Provided text:

┏━━

Postby Ron » 26 Apr 2024 10:43

Chords are known as Triads ie composed of 3 notes from the musical scale with added notes as required. The real musical name of C7 is C Dominant 7 (C maj with a b7 ie. a flattened seventh) compared to C Maj 7 ( C Maj with a natural B ). Playing any Triad on your Yamaha keyboard and the chord name is shown on the display. Also remember that every chord has 2 or 3 inversions depending on the number of notes in the chord, so C dom7 which can be played containing 4 notes, has 3 inversions. This enables playing block chords instead of your left hand jumping all over the keyboard. But this is for another day.
So, easy. You also need to learn common chord progressions associated normally with the key you are playing in and here you use Intervals of which there are 8 in every scale to form the chords you will be using. So in Key C, the normal chord progression is 1 4 5 ie chords of C F G. Note that intervals are usually written using Roman numerals ie I IV V. One of the most commonly used chord progressions in modern music is I V vi IV. This formula applies to all chords and you simply start your first interval (triad) from the root note of the key in which you are playing. This is the normal convention of forming chords but of course all the other methods mentioned in this topic are also very useful dependant on the level of your musical knowledge. You might be amazed at how many pop, rock songs can be played using I V vi IV. Have fun.

┗━━

Problem set:
1. Translate this sentence from the chord post into Spanish: "So in Key C, the normal chord progression is 1 4 5 ie chords of C F G."
2. According to the chord post, what is the real musical name of C7?
3. Reproduce the chord post word for word from "Chords are known" to "for another day.".

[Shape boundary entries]
┏━━

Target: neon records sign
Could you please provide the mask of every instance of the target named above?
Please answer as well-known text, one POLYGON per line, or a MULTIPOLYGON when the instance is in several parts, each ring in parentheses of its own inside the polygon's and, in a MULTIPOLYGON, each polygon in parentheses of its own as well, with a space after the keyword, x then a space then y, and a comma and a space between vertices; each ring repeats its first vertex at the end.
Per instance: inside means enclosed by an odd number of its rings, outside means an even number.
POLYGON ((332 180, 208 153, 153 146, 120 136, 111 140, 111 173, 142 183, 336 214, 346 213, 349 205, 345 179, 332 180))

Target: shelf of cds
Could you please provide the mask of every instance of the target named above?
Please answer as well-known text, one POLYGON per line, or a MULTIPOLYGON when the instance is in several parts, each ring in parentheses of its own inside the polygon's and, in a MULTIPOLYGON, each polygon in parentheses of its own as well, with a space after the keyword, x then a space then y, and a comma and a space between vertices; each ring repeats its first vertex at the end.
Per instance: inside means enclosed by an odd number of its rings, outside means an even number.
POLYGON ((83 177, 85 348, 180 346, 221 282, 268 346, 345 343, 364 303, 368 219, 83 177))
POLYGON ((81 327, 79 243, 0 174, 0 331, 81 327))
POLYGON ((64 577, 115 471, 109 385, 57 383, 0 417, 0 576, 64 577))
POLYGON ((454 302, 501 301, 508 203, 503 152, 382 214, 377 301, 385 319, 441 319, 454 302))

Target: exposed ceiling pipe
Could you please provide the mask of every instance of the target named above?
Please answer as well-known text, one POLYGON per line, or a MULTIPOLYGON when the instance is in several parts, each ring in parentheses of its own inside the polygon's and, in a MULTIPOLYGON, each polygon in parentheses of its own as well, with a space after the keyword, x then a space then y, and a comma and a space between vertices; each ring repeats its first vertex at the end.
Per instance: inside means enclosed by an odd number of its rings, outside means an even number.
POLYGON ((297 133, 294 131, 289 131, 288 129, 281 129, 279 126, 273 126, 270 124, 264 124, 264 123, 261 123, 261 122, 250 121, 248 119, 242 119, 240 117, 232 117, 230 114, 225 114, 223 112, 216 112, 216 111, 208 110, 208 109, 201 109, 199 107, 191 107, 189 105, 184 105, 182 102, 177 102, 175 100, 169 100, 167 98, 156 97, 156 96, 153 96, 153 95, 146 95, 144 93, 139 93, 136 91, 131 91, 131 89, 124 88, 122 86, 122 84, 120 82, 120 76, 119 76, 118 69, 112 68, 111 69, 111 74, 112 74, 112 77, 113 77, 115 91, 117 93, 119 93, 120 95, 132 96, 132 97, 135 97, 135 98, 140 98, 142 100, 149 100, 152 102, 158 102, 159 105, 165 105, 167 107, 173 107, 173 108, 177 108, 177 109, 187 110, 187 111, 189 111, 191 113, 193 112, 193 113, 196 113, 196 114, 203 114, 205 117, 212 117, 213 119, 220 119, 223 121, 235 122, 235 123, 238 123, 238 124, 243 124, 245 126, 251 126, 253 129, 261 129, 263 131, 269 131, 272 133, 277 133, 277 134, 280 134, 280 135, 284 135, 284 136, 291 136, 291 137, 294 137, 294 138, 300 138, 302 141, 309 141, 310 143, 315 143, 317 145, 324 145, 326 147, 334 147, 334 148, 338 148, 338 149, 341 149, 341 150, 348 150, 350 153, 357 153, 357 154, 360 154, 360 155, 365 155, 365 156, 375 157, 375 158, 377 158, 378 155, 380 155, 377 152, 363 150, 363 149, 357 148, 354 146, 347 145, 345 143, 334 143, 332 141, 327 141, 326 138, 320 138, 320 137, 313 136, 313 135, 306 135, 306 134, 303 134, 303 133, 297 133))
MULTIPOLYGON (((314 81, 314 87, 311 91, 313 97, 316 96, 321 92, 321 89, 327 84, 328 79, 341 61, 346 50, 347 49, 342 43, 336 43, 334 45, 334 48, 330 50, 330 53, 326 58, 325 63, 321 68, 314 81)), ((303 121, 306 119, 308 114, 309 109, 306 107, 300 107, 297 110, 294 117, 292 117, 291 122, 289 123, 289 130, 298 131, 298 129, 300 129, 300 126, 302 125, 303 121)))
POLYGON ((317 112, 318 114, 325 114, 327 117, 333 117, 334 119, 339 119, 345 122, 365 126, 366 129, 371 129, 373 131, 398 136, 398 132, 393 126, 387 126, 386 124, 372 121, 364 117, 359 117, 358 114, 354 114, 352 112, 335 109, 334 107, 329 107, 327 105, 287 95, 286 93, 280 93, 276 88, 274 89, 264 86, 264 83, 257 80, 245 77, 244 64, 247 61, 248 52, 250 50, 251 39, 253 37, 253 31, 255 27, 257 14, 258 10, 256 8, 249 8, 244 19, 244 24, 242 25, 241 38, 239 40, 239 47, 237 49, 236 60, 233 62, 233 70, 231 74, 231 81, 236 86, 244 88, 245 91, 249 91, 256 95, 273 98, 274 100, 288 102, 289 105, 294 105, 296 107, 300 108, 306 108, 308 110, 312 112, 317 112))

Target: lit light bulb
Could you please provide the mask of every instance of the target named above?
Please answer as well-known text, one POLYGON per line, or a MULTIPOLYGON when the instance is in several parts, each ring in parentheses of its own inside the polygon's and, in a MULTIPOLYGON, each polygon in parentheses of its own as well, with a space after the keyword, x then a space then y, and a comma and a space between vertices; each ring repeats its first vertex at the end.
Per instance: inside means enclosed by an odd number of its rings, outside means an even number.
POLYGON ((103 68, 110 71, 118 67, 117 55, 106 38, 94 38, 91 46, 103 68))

┗━━

Expected responses:
1. Así que, en la tonalidad de C, la progresión de acordes normal es 1 4 5, es decir, los acordes C F G.

2. C Dominant 7

3.
Chords are known as Triads ie composed of 3 notes from the musical scale with added notes as required. The real musical name of C7 is C Dominant 7 (C maj with a b7 ie. a flattened seventh) compared to C Maj 7 ( C Maj with a natural B ). Playing any Triad on your Yamaha keyboard and the chord name is shown on the display. Also remember that every chord has 2 or 3 inversions depending on the number of notes in the chord, so C dom7 which can be played containing 4 notes, has 3 inversions. This enables playing block chords instead of your left hand jumping all over the keyboard. But this is for another day.